▶ Problem set
1. In the monitoring page below, rewrite the paragraph beginning "Monitoring strategies and health check" more briefly while keeping its main facts.
2. Continue the monitoring page below from the last line shown.

▶ Page
## start
Monitoring and Health Checks¶

Monitoring strategies and health check procedures for s3-provisioner-tool.

Table of Contents¶

Health Check Endpoints
CloudWatch Metrics
Log Monitoring
Alerting
Performance Monitoring
Availability Monitoring
Reporting
Automation
Monitoring Checklist

Health Check Endpoints¶

Basic Health Check¶

#!/bin/bash
# health-check.sh

set -e

echo "=== S3 Provisioner Health Check ==="

# 1. Check Python environment
if python -m s3_provisioner.cli --version > /dev/null 2>&1; then
  echo "✓ Python environment OK"
else
  echo "✗ Python environment FAILED"
  exit 1
fi

# 2. Check AWS credentials
if aws sts get-caller-identity > /dev/null 2>&1; then
  echo "✓ AWS credentials OK"
else
  echo "✗ AWS credentials FAILED"
  exit 1
fi

# 3. Check EC2/S3 access
if aws ec2 list-buckets --max-results 1 > /dev/null 2>&1; then
  echo "✓ S3 access OK"
else
  echo "✗ S3 access FAILED"
  exit 1
fi

# 4. Check CloudFormation access
if aws cloudformation list-stacks --max-items 1 > /dev/null 2>&1; then
  echo "✓ CloudFormation access OK"
else
  echo "✗ CloudFormation access FAILED"
  exit 1
fi

echo "=== Health Check PASSED ==="
exit 0

Detailed Health Check¶

#!/bin/bash
# health-check-detailed.sh

HEALTH_LOG="/var/log/s3-provisioner-health.log"

{
  echo "=== Health Check: $(date) ==="
  
  # System resources
  echo "CPU Usage: $(top -bn1 | grep "Cpu(s)" | awk '{print $2}')"
## end
▶ Given information
## start
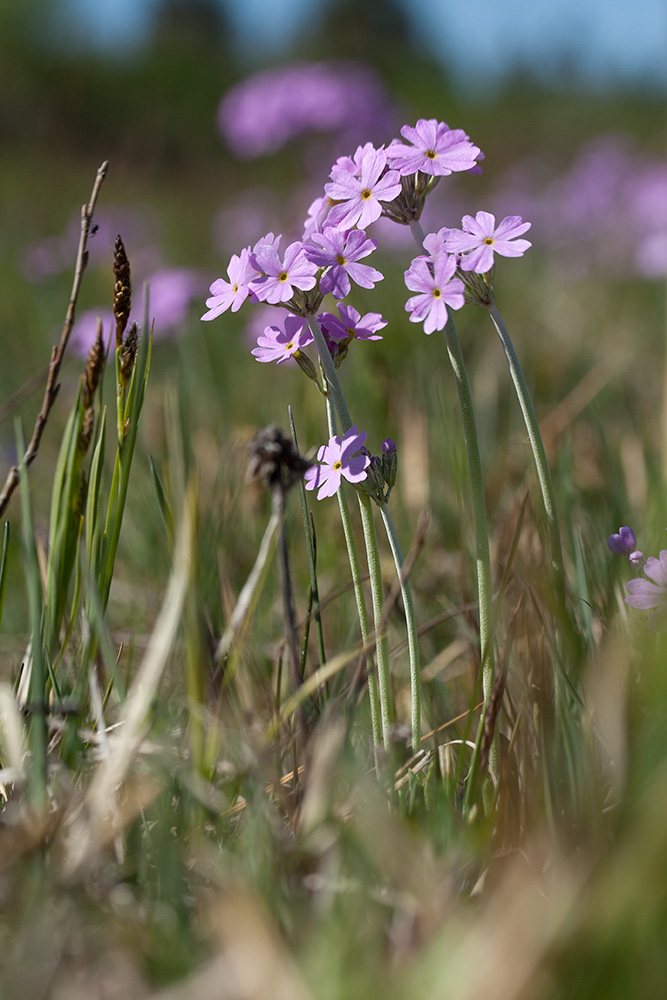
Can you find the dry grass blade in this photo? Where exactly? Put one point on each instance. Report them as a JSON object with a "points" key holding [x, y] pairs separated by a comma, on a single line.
{"points": [[87, 830]]}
## end
▶ Answers to the exercise
1. Ways to monitor s3-provisioner-tool and check its health.

2.
  echo "Memory Usage: $(free -m | awk 'NR==2{printf "%.2f%%", $3*100/$2 }')"
  echo "Disk Usage: $(df -h /home/user | awk 'NR==2{print $5}')"
  
  # Python environment
  echo "Python Version: $(python --version)"
  echo "Package Version: $(pip show s3-provisioner | grep Version)"
  
  # AWS connectivity
  echo "AWS Account: $(aws sts get-caller-identity --query Account --output text)"
  echo "AWS Region: $(aws configure get region)"
  
  # S3 resources
  echo "VPC Count: $(aws ec2 list-buckets --query 'length(Vpcs)' --output text)"
  
  # Recent errors
  ERROR_COUNT=$(grep -c ERROR reports/*.log 2>/dev/null || echo 0)
  echo "Recent Errors: $ERROR_COUNT"
  
  echo "=== Health Check Complete ==="
} | tee -a "$HEALTH_LOG"

CloudWatch Metrics¶

Custom Metrics¶

Send metrics to CloudWatch:

# metrics.py
import boto3
from datetime import datetime

cloudwatch = boto3.client('cloudwatch')

def send_metric(metric_name, value, unit='Count'):
    """Send custom metric to CloudWatch"""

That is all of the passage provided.